----- Source excerpt -----

Scout Goes Global

Explore the potential of over 100 open data portals at your fingertips

Two years ago, as part of NYC Open Data Week, we unveiled Scout, our open source data discoverability tool to explore New York City’s open data portalScout allows you to search for open datasets and recommends other datasets that might be relevant to you. The tool also surfaces thematically similar datasets as well as datasets that have joinable columns that can enrich the dataset you are looking at.

The launch of Scout was met with excitement from the local open data community, but we knew that this was just scratching the surface of what was possible. There is a lot more data out there and the data needs of researchers typically go well beyond a single city. As part of NYC Open Data Week 2022, we unveiled the newest update to Scout: a multi-portal approach to data discoverability. The update allows Scout users to explore 129 portals across the world hosting over 125,000 datasets, and analyze relationships across more than 1.2 million columns.

A screengrab of scout: a listing of NYC-related datasets and their descriptions under a drop-down menu to select any available open data portal to peruse
The new portal dropdown allows users to select specific data portals.

-----

— Problem set —
1. According to the Scout article, how many data portals does the newest update let users explore?
2. Write out the passage of the Scout article between "Two years ago, as" and "are looking at.", inclusive, without changing a word.

----- Dataset entries -----

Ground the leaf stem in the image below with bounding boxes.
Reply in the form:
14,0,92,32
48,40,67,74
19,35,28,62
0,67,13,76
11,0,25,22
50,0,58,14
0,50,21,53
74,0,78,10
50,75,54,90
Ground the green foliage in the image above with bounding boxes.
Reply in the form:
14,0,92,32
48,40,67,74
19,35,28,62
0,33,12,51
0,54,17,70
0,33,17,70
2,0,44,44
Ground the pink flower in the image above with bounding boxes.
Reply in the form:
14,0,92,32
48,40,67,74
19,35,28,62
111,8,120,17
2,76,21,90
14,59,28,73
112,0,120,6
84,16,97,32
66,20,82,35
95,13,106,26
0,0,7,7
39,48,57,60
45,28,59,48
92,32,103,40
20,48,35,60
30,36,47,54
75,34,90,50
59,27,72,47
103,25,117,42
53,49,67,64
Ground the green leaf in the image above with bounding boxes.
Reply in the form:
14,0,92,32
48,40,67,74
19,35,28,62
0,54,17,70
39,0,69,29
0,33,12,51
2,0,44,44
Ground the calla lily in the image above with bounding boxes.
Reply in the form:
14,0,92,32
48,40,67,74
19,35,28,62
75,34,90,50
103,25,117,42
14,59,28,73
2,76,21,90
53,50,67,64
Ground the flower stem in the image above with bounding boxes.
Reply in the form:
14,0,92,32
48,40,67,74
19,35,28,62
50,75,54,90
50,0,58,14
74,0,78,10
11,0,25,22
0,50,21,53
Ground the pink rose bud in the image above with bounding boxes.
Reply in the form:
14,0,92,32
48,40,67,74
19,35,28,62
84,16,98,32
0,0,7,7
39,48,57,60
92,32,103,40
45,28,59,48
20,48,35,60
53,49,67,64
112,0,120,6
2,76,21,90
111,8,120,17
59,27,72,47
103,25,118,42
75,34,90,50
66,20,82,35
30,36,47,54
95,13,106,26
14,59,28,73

-----

— Per-task answers —
1. 129 portals across the world

2.
Two years ago, as part of NYC Open Data Week, we unveiled Scout, our open source data discoverability tool to explore New York City’s open data portalScout allows you to search for open datasets and recommends other datasets that might be relevant to you. The tool also surfaces thematically similar datasets as well as datasets that have joinable columns that can enrich the dataset you are looking at.